Data in this exercise -
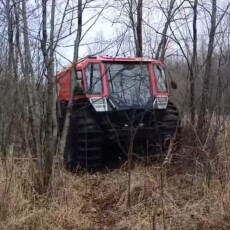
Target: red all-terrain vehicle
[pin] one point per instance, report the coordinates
(116, 100)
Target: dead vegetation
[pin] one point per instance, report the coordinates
(190, 192)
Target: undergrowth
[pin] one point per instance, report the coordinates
(192, 191)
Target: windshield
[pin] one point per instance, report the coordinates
(129, 84)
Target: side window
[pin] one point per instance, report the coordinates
(160, 78)
(78, 90)
(93, 78)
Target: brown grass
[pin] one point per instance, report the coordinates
(192, 192)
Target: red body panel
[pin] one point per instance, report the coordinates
(63, 78)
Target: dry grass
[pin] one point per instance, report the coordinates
(183, 195)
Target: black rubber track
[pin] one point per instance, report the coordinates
(86, 140)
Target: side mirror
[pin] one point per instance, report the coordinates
(173, 84)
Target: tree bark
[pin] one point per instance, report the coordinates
(139, 47)
(160, 54)
(207, 73)
(73, 77)
(193, 67)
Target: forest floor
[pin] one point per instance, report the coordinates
(192, 192)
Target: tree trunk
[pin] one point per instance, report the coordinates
(73, 77)
(48, 55)
(205, 99)
(193, 68)
(139, 49)
(30, 86)
(162, 45)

Aim - Rewrite the entire listing above line by line, shifting every answer coordinate by -105. Leave the picture out.

Expected answer -
Target: red all-terrain vehicle
[pin] one point per instance, report the coordinates
(11, -5)
Target: dead vegetation
[pin] one point per instance, report the coordinates
(85, 87)
Target: undergrowth
[pin] one point per instance, report the coordinates
(87, 86)
Target: windshield
[pin] one point per instance, report the coordinates
(24, -21)
Target: side window
[pin] one point per instance, report the coordinates
(55, -27)
(-27, -15)
(-12, -27)
Target: brown grass
[pin] one point per instance, report the coordinates
(87, 87)
Target: red body panel
[pin] one point per instance, report the coordinates
(-42, -27)
Target: dry grass
[pin] one point per instance, report the coordinates
(78, 90)
Target: black rubber track
[pin] one point per instance, report the coordinates
(-19, 35)
Target: side mirror
[pin] one point per instance, report the coordinates
(68, -21)
Target: tree bark
[pin] one point per instance, report the coordinates
(34, -58)
(55, -51)
(102, -32)
(-32, -28)
(88, -38)
Target: forest floor
[pin] one point per instance, report the coordinates
(87, 87)
Target: tree trunk
[pin] one point per instance, report the coordinates
(-32, -28)
(-57, -50)
(100, -6)
(88, -37)
(34, -56)
(-75, -19)
(57, -60)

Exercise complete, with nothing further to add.